= PAGE EXCERPT =
## Start
Yesterday, I told you that I don't do everything I can for the kingdom of God. I only do the things to which I am called. And let me tell you - this has changed not on the way I view ministry, but the way I do ministry. This is true whether your ministry is an official one, a community one, a social one, the kind of ministry everyone talks about, the kind of ministry no one talks about. This is true regardless of what you do for God, so long as you're doing it for God.
Now, I mentioned that I've narrowed my list of ministries to a select few. There is an important discernment process at work here because every ministry opportunity - to this day, every one - begins in my heart with one of two responses: a resigned recognition that I'm not nearly qualified at all or an excited realization that I can do that! Neither is the word by which one should decide about ministry.
There are the rare occasions on which an opportunity that I met with resignation continues to eat away at my heart until I can no longer deny that God is asking me to pursue it, despite my feelings of being unqualified. Even despite my actually being unqualified. Sometimes, those are the best ministries and they bring, of course, their own lessons. Those moments are undeniable; when you feel the calling of the Spirit, you go. It's fairly clear when that calling comes against your own sensibilities.
## End
= WRITTEN REQUEST 1 =
In the listing, reproduce verbatim the stretch from the line containing "Is there any white car" through the line containing "[255,475,307,574]", including both of those lines.

= GIVEN INFORMATION =
## Start
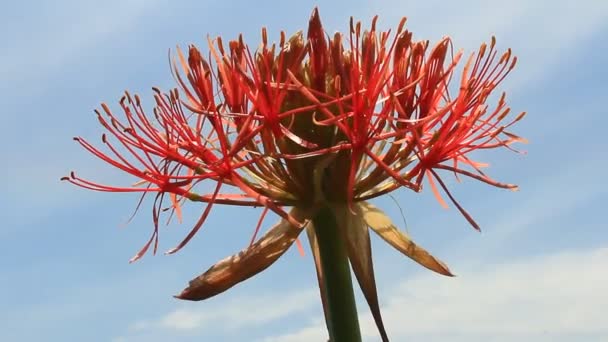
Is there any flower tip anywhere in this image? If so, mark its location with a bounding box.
[173,286,200,301]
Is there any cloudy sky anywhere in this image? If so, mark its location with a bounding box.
[0,0,608,342]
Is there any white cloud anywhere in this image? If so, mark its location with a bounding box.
[129,290,318,332]
[265,248,608,342]
[0,0,164,85]
[376,0,608,94]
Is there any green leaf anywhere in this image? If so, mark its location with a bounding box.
[332,204,388,341]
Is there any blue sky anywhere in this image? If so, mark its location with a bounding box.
[0,0,608,342]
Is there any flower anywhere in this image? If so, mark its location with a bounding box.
[63,9,524,339]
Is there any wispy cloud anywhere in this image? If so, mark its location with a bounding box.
[0,0,166,85]
[264,248,608,342]
[122,290,318,333]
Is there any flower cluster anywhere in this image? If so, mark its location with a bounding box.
[64,10,524,340]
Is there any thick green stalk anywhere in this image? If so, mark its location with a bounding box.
[313,207,361,342]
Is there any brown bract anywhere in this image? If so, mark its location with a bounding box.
[64,9,524,340]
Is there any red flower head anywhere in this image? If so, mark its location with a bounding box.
[64,10,523,337]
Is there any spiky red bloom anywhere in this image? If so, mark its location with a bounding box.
[64,10,523,340]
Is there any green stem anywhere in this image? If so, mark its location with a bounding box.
[313,207,361,342]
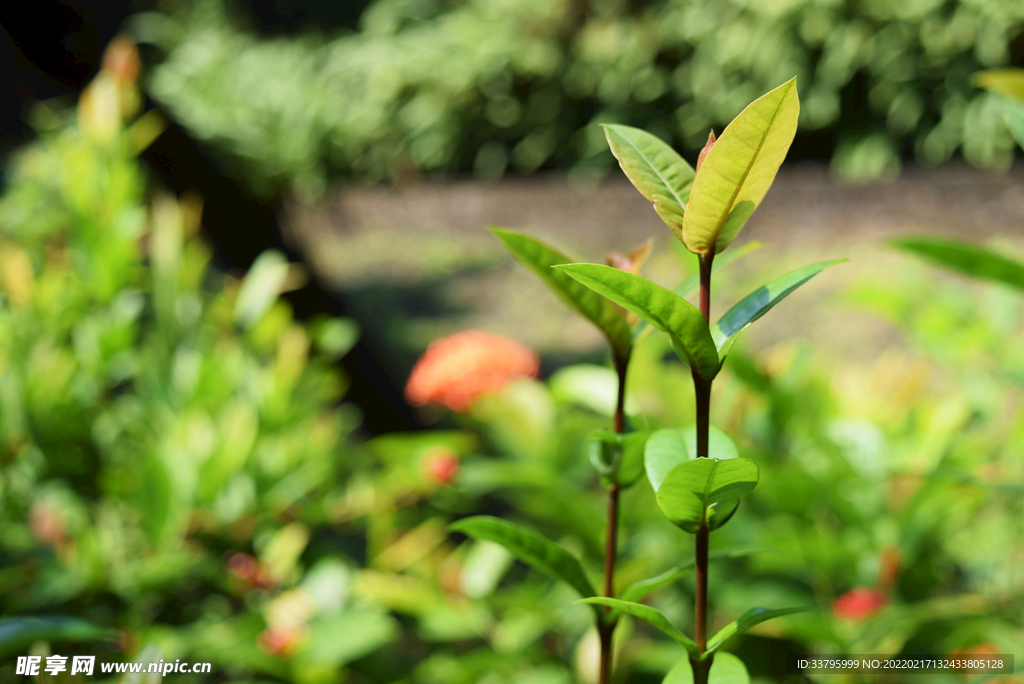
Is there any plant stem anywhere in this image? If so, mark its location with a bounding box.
[597,354,630,684]
[691,252,715,684]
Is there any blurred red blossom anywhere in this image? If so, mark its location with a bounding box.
[406,330,540,412]
[833,587,888,619]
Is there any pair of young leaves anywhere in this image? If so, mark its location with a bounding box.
[450,515,807,659]
[492,80,838,382]
[452,80,823,683]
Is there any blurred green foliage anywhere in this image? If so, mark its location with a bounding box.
[142,0,1024,191]
[0,34,1024,684]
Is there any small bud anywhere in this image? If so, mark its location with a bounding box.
[604,238,654,275]
[227,553,258,582]
[696,131,716,171]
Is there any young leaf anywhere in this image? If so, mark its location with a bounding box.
[555,263,718,380]
[604,124,694,240]
[633,242,763,344]
[705,606,817,659]
[655,459,758,533]
[449,515,600,602]
[889,238,1024,290]
[662,653,751,684]
[590,428,649,487]
[578,596,699,657]
[711,259,846,359]
[0,615,113,657]
[644,425,739,491]
[683,78,800,254]
[489,226,632,353]
[620,547,770,601]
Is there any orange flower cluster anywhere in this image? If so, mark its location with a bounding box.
[833,587,889,621]
[406,330,541,412]
[833,546,902,621]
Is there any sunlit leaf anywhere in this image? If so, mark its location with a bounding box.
[300,607,401,669]
[711,259,846,359]
[656,459,758,533]
[580,596,699,657]
[234,250,288,328]
[889,238,1024,290]
[556,263,718,380]
[489,226,632,353]
[620,547,770,601]
[975,69,1024,101]
[644,425,739,491]
[706,606,817,659]
[683,78,800,254]
[0,615,114,657]
[449,515,597,610]
[633,242,763,344]
[604,124,694,240]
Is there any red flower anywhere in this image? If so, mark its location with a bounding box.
[406,330,540,411]
[256,625,308,658]
[833,587,888,619]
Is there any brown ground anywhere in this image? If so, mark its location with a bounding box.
[286,164,1024,356]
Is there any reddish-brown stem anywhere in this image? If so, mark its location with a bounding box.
[597,354,630,684]
[691,253,715,684]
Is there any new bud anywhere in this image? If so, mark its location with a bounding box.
[696,130,715,171]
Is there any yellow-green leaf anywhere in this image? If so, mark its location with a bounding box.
[604,124,694,240]
[683,78,800,254]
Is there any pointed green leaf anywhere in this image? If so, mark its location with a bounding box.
[579,596,699,657]
[555,263,718,380]
[633,242,764,344]
[620,547,770,601]
[0,615,114,657]
[706,606,817,659]
[655,459,758,533]
[683,78,800,254]
[889,238,1024,290]
[662,653,751,684]
[644,425,739,491]
[711,259,847,359]
[449,515,597,597]
[489,226,632,353]
[602,124,694,240]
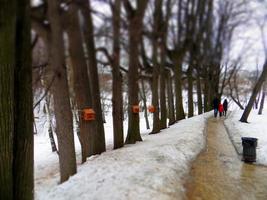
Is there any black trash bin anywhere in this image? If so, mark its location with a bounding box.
[242,137,258,162]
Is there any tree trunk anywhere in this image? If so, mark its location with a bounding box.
[45,95,57,152]
[66,4,97,163]
[160,63,167,129]
[151,46,160,134]
[0,0,16,200]
[13,0,34,200]
[112,0,124,149]
[47,0,77,183]
[81,1,106,154]
[240,60,267,123]
[258,86,266,115]
[174,58,185,121]
[140,79,150,129]
[150,0,162,134]
[165,70,175,126]
[124,0,148,144]
[187,65,194,118]
[196,69,203,115]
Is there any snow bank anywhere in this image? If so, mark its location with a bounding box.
[36,113,211,200]
[225,110,267,165]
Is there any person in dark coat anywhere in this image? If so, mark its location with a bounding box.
[223,99,228,116]
[213,97,220,117]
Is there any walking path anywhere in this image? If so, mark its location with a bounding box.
[186,118,267,200]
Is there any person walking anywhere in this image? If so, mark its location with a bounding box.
[219,103,223,117]
[213,96,220,118]
[223,99,228,116]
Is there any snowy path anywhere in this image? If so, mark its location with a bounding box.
[187,118,267,200]
[35,113,212,200]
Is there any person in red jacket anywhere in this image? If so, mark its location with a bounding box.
[219,103,223,117]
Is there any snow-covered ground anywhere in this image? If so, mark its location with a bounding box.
[225,109,267,165]
[35,113,212,200]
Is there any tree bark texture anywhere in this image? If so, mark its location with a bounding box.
[240,60,267,123]
[140,79,150,129]
[66,4,97,163]
[47,0,77,182]
[112,0,124,149]
[13,0,34,200]
[258,88,266,115]
[165,70,175,126]
[81,1,106,154]
[187,65,194,118]
[196,69,203,115]
[0,0,16,200]
[124,0,148,144]
[174,58,185,121]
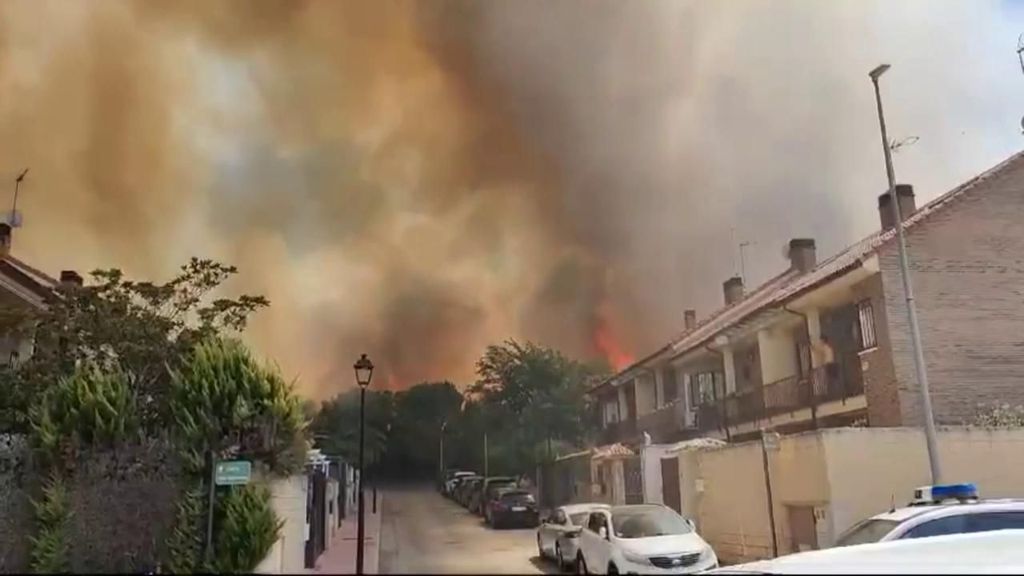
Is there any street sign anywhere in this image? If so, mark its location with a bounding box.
[213,460,253,486]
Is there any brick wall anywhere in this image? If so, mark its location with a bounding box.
[879,153,1024,426]
[852,275,902,426]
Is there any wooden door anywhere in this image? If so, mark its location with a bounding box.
[786,506,818,552]
[662,457,683,513]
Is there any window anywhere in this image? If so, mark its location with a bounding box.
[690,372,725,407]
[857,300,878,349]
[662,366,679,404]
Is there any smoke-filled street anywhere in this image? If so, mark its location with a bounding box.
[380,486,558,574]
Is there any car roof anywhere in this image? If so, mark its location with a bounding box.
[561,502,611,515]
[710,530,1024,574]
[870,498,1024,523]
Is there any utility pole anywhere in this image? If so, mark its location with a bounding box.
[483,430,487,478]
[868,64,942,484]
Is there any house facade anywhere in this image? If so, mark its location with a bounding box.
[591,148,1024,447]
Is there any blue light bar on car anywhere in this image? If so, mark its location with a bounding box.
[913,483,978,503]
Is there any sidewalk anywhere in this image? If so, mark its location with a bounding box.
[310,492,384,574]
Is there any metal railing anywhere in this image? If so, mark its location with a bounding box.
[697,364,864,431]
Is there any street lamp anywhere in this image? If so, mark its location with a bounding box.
[867,64,941,484]
[352,354,374,574]
[437,420,447,485]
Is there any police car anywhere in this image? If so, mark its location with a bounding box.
[836,484,1024,546]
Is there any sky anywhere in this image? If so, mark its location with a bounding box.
[0,0,1024,398]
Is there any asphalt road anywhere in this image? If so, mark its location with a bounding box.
[380,486,558,574]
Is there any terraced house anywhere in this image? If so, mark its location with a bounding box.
[591,148,1024,448]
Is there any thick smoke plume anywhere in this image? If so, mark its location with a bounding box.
[0,0,1024,397]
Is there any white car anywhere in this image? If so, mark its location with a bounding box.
[537,503,609,568]
[836,484,1024,546]
[708,530,1024,575]
[577,504,718,574]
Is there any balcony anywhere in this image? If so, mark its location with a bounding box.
[697,365,864,431]
[636,400,686,444]
[598,420,637,445]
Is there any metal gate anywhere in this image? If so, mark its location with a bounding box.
[662,457,683,513]
[623,456,643,504]
[305,470,327,568]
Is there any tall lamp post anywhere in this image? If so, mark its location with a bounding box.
[867,64,942,484]
[437,420,447,485]
[352,355,374,574]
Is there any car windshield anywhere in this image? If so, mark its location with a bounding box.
[611,506,693,538]
[836,519,897,546]
[569,512,590,526]
[500,491,534,504]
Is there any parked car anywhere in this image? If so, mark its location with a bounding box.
[483,488,540,528]
[469,476,516,516]
[459,476,483,509]
[441,470,477,496]
[836,484,1024,546]
[577,504,718,574]
[708,530,1024,575]
[537,503,609,570]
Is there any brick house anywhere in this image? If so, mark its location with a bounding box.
[591,147,1024,446]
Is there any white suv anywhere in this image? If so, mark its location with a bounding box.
[577,504,718,574]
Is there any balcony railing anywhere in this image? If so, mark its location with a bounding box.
[600,419,637,444]
[697,364,864,430]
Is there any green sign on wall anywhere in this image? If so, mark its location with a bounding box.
[214,460,253,486]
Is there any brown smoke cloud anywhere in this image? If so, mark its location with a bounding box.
[0,0,1021,397]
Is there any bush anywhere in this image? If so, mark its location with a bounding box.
[30,475,71,574]
[170,339,307,476]
[167,481,205,574]
[214,484,284,574]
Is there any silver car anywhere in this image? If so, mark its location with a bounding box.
[537,503,608,568]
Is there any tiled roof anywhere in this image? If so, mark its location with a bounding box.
[594,443,636,460]
[594,147,1024,389]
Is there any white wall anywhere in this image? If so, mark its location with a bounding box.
[255,475,307,574]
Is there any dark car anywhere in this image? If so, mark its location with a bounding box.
[469,476,517,516]
[485,488,541,528]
## End
= WRITTEN REQUEST 2 =
Translate into German the following sentence from the reflection on ministry: "I only do the things to which I am called."

= EXERCISE SOLUTION 1 =
Is there any white car anywhere in this image? If so, mark its location with a bounding box.
[537,503,609,568]
[836,484,1024,546]
[708,530,1024,575]
[577,504,718,574]
Is there any balcony anywhere in this image? If so, mark its location with a bounding box.
[697,365,864,431]
[636,400,686,444]
[598,420,637,445]
Is there any metal gate anywhere in this image? If so, mark its location with a bounding box.
[662,457,683,513]
[623,456,643,504]
[305,470,327,568]
Is there any tall lamp post anywhere in this image? If so, mark its location with a bounding box.
[867,64,942,484]
[437,420,447,485]
[352,355,374,574]
Is there any car windshield anywhere in this image? If so, mark its location with a bounding box.
[611,506,693,538]
[836,519,897,546]
[569,512,590,526]
[500,491,534,504]
Is there any parked car anywhere in this image? If so, mark its location with a bounding box.
[483,488,540,528]
[469,476,516,516]
[459,476,483,509]
[441,470,477,496]
[836,484,1024,546]
[577,504,718,574]
[708,530,1024,575]
[537,503,609,570]
Is there any brick house anywhere in this image? If so, mark its location with a bounding box.
[591,147,1024,446]
Is there any white suv anywhere in this image? If so, mark its location with a bounding box.
[577,504,718,574]
Is there any balcony railing anywhere in this image? If so, mark its location with a bounding box.
[600,419,637,444]
[697,364,864,430]
Is there any green sign on wall anywhere in this image? If so, mark its location with a bounding box.
[214,460,253,486]
Is there any brown smoke cloud anywhere in this image? If so, mark its location with a bounding box.
[0,0,1021,397]
Is there any bush anywhere in this image? If so, mark its location with a bounding box.
[30,475,71,574]
[170,339,307,476]
[167,481,205,574]
[214,484,284,574]
Is there any silver car anywhere in this image? If so, mark its location with a bounding box.
[537,503,608,568]
Is there any tiled roof anywhere in this image? If so, mark its location with a bounding box.
[594,443,636,460]
[594,147,1024,389]
Is there any white wall anywhere in this image? If so, mark its location with a bounding box.
[255,475,307,574]

= EXERCISE SOLUTION 2 =
Ich tue nur die Dinge, zu denen ich berufen bin.